| What to do |
Count the lines in the records below that contain the word "yellow", and reply with only that number.

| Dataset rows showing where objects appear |
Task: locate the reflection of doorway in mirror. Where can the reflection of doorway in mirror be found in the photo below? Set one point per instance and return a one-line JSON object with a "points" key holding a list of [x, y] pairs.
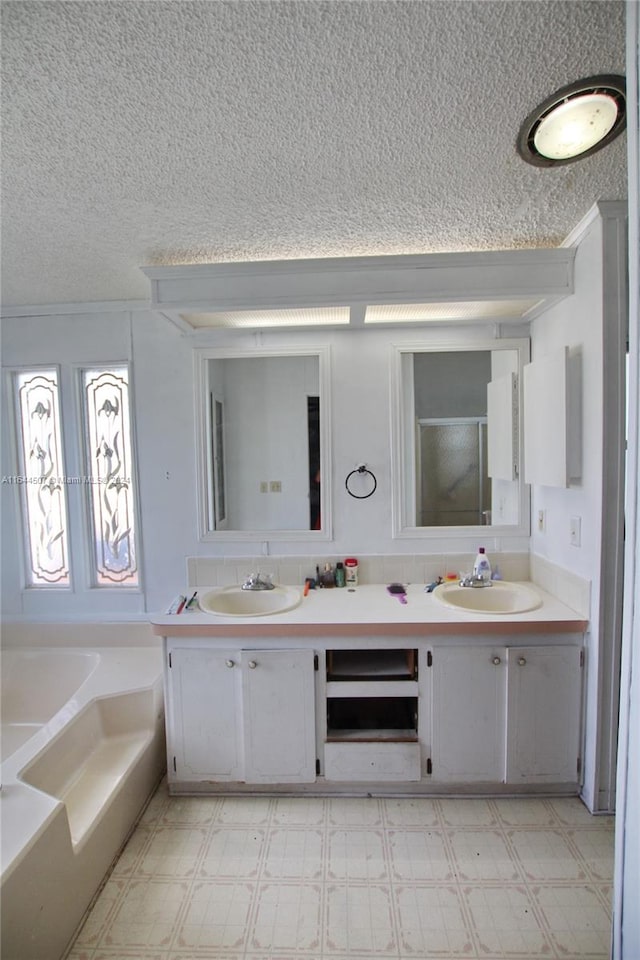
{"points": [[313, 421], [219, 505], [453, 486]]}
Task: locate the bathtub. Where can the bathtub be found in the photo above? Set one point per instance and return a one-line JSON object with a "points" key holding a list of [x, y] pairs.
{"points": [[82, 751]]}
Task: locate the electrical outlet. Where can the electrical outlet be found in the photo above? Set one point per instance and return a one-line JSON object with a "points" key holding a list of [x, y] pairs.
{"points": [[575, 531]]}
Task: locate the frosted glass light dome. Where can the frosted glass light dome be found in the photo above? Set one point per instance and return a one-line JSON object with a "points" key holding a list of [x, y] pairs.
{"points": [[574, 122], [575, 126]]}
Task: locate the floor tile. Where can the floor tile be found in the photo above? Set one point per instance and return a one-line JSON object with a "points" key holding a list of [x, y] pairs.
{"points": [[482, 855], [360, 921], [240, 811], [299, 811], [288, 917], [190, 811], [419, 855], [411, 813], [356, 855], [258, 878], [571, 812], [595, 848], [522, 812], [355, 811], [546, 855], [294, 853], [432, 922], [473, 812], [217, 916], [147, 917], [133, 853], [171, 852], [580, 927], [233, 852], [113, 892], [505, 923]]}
---
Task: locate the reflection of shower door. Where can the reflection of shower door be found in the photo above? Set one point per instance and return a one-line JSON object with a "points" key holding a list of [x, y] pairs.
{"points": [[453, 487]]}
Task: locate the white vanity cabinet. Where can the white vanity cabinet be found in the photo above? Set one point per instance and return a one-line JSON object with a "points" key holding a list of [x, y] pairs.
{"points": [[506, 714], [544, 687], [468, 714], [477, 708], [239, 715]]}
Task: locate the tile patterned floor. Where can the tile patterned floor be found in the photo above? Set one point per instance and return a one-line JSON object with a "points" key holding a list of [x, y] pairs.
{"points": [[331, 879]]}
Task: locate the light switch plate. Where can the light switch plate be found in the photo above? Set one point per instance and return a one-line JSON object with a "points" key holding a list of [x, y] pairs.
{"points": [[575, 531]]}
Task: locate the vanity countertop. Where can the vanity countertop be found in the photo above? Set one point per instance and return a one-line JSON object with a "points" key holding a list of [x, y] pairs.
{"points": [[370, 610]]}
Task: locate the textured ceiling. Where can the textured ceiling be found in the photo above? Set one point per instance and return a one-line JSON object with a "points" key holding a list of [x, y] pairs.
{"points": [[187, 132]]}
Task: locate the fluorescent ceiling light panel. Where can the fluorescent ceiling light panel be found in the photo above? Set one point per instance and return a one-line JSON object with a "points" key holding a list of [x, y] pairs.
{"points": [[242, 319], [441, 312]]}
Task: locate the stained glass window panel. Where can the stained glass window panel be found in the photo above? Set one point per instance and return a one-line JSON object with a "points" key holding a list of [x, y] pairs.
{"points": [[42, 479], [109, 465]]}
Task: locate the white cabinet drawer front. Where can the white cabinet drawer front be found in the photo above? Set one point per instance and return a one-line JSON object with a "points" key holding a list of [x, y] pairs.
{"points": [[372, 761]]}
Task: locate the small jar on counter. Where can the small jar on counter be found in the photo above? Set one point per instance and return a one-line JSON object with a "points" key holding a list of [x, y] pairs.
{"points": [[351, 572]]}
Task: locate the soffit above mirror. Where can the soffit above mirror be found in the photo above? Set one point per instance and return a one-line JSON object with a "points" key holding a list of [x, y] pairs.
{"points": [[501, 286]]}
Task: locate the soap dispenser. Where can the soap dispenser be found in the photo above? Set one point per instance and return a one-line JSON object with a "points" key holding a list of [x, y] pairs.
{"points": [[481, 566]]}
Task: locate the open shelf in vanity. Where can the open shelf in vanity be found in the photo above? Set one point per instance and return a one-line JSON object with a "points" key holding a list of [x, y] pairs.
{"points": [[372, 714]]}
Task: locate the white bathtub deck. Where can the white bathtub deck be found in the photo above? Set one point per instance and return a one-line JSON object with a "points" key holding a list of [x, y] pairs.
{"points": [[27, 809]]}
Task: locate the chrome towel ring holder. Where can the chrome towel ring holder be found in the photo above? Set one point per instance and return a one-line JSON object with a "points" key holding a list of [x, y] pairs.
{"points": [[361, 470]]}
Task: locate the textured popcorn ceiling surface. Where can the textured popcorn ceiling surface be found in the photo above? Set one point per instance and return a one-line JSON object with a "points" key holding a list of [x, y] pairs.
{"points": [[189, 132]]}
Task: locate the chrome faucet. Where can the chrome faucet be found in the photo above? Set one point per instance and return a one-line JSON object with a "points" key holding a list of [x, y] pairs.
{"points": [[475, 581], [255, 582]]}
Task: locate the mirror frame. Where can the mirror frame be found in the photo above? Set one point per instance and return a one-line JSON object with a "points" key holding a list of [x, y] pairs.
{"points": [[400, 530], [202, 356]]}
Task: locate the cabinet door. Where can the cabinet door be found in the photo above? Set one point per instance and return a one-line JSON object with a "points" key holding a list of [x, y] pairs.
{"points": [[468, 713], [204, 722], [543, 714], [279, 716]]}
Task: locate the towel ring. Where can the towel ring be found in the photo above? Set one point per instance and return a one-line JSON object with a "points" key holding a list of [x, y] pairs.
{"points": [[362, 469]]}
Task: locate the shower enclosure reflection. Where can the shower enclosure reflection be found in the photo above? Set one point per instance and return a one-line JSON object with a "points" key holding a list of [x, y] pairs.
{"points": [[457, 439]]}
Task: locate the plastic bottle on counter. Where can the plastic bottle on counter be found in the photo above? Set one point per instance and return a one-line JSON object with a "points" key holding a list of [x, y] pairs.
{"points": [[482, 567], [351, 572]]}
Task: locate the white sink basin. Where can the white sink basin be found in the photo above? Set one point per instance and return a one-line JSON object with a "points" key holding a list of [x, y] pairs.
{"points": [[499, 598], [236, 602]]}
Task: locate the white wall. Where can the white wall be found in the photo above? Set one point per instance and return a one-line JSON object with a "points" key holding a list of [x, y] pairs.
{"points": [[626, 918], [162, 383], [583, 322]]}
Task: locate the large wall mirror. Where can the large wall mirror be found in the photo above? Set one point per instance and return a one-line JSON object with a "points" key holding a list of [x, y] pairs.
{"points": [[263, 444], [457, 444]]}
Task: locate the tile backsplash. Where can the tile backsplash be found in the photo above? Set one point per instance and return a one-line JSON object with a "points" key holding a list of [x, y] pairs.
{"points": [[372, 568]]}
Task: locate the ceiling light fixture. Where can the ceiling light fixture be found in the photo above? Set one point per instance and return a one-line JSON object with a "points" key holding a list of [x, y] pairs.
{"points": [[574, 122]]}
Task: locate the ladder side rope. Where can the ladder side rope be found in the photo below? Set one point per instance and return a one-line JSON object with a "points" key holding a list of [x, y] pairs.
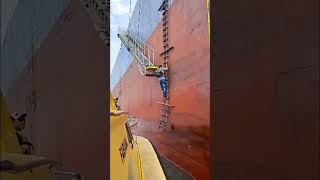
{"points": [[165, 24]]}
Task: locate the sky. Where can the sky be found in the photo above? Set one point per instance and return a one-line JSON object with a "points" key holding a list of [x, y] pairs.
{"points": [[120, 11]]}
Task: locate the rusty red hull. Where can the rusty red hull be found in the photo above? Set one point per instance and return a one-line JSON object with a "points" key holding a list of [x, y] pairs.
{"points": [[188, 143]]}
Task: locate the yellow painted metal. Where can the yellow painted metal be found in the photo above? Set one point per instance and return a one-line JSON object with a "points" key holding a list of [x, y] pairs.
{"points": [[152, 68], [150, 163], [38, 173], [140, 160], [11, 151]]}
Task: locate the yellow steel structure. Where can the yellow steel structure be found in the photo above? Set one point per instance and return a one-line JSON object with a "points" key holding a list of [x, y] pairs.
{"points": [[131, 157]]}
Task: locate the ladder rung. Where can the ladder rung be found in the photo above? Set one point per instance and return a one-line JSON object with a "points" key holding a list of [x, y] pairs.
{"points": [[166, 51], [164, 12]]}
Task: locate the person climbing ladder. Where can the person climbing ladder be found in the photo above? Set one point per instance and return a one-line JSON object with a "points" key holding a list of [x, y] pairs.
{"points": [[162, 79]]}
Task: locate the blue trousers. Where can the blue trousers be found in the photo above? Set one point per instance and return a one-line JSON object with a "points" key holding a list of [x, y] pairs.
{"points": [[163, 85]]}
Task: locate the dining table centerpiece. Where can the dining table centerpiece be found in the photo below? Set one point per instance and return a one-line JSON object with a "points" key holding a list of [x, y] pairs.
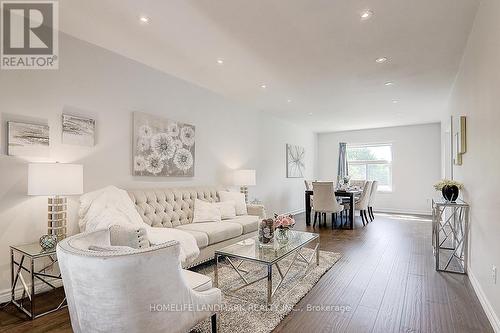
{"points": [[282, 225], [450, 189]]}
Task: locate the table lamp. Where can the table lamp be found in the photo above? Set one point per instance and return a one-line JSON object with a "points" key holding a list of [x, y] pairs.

| Response below |
2